Required task: Starting at the line that contains "on the resting" and ending at the last line of the records, print each line verbatim, omitting the pictures.

· · · · · · ·

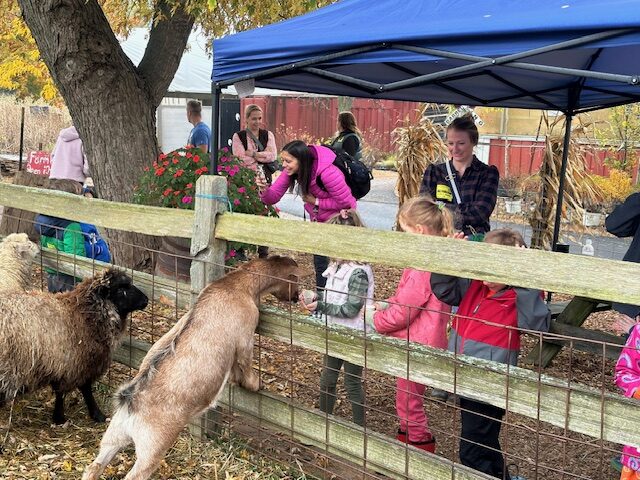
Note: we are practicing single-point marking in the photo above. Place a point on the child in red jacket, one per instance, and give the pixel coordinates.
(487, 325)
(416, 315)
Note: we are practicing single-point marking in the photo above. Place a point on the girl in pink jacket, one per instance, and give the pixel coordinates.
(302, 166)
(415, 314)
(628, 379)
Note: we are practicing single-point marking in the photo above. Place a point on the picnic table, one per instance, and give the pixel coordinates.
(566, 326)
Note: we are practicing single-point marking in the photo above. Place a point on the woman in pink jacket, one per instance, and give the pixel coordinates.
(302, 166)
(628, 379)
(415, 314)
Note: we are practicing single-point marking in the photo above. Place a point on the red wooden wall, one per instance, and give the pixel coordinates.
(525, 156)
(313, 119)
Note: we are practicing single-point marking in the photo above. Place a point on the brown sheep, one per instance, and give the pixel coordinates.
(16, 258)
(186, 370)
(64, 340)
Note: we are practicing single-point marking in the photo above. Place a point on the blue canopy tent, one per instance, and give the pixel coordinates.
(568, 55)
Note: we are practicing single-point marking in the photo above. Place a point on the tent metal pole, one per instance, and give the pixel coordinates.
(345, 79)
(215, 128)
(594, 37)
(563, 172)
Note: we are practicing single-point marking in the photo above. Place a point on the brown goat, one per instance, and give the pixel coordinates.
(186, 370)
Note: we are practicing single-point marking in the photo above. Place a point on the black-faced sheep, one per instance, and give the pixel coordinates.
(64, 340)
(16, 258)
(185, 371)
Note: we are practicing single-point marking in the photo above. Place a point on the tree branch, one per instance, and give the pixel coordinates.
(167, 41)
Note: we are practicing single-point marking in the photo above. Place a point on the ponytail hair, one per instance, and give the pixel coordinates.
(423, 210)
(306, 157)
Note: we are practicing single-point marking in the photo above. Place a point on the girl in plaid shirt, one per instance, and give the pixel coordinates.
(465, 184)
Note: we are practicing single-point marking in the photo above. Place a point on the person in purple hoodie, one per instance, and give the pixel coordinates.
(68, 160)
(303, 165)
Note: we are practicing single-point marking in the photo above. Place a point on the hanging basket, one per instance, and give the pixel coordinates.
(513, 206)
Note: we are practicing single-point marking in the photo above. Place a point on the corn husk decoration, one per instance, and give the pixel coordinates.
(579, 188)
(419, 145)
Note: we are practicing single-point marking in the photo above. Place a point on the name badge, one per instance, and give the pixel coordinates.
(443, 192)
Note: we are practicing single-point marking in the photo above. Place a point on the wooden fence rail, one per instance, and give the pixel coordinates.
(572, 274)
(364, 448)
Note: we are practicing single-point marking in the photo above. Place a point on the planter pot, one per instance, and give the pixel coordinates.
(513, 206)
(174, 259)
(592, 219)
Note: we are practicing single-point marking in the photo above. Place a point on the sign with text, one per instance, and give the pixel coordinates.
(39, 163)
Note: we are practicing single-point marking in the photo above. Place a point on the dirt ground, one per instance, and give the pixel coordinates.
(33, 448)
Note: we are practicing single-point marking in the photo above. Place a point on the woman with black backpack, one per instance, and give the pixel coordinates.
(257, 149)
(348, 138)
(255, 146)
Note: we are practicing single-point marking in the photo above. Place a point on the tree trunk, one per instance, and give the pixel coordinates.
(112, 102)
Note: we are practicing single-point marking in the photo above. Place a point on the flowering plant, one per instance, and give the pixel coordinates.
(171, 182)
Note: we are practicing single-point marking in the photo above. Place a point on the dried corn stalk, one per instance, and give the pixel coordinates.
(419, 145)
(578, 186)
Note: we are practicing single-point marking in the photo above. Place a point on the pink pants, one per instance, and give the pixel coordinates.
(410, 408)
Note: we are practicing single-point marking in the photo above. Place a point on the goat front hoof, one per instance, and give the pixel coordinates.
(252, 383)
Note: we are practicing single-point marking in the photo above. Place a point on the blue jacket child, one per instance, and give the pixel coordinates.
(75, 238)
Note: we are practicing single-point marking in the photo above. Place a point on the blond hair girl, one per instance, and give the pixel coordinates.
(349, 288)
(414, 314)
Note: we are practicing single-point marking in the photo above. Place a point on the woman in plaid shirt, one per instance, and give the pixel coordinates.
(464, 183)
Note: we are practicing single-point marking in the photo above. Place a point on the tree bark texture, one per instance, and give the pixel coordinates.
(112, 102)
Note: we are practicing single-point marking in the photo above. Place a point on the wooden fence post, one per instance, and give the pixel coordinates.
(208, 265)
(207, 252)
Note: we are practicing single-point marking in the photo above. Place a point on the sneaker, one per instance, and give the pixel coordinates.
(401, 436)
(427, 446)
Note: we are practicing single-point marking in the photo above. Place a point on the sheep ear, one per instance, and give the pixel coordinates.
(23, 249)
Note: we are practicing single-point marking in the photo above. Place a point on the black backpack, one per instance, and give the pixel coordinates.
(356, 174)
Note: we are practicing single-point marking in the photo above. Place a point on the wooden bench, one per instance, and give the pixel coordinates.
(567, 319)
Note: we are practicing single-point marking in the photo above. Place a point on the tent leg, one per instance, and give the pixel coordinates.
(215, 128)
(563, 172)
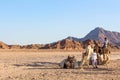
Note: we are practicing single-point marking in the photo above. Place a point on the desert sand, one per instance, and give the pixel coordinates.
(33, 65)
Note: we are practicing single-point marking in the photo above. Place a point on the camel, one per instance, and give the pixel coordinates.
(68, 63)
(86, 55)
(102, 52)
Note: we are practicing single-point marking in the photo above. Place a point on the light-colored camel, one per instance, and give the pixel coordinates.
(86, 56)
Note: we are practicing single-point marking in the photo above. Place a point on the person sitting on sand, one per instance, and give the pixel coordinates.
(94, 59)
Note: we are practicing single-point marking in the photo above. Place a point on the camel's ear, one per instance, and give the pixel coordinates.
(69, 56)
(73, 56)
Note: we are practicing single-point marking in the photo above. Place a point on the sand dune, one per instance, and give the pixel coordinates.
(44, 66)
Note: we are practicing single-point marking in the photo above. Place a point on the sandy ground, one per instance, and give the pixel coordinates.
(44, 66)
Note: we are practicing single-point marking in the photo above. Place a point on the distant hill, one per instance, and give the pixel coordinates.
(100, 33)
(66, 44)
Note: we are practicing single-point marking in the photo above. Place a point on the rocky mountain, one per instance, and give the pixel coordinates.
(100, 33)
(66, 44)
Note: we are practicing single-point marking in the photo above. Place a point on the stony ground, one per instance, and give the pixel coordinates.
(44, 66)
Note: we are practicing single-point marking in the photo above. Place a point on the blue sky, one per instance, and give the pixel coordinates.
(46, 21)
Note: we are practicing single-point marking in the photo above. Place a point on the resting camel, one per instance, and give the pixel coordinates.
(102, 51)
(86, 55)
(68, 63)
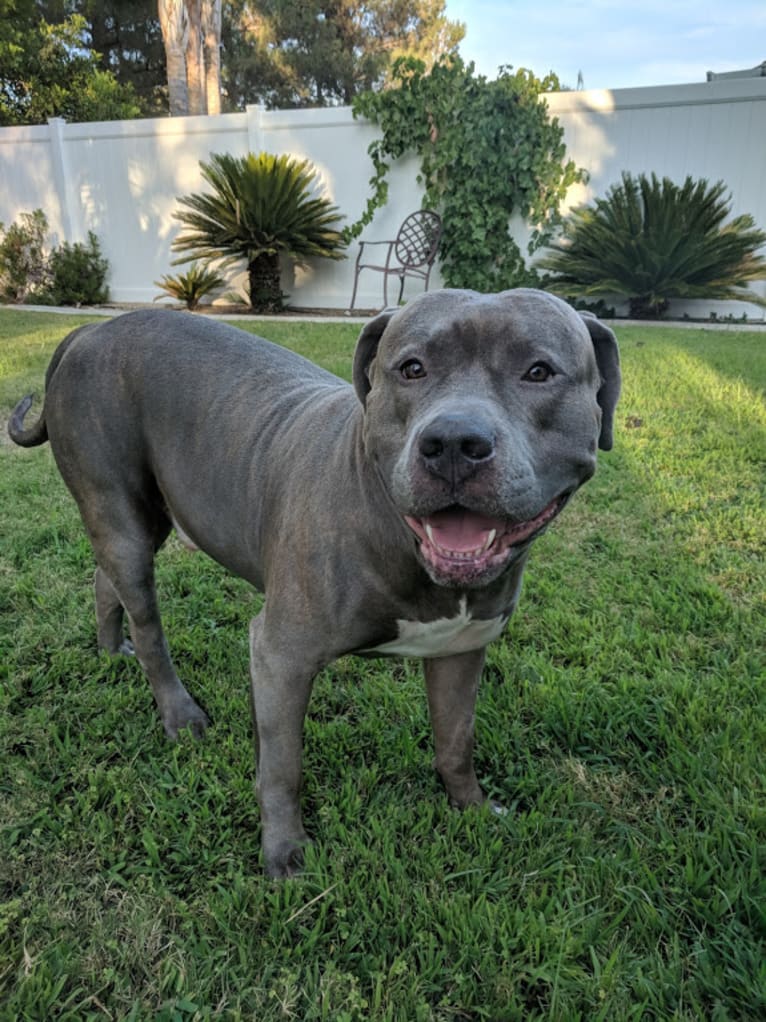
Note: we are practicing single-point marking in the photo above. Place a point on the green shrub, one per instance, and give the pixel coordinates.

· · · · · · ·

Full answer:
Note: we are practicing single-point marking in the photo above. Place a point on the resting camel, one per instance, and give the pixel coordinates.
(102, 51)
(86, 55)
(68, 63)
Note: we are practicing single-point marking in the photo above. Place a point on the green shrub, one per instance, and give the pixel coordinates.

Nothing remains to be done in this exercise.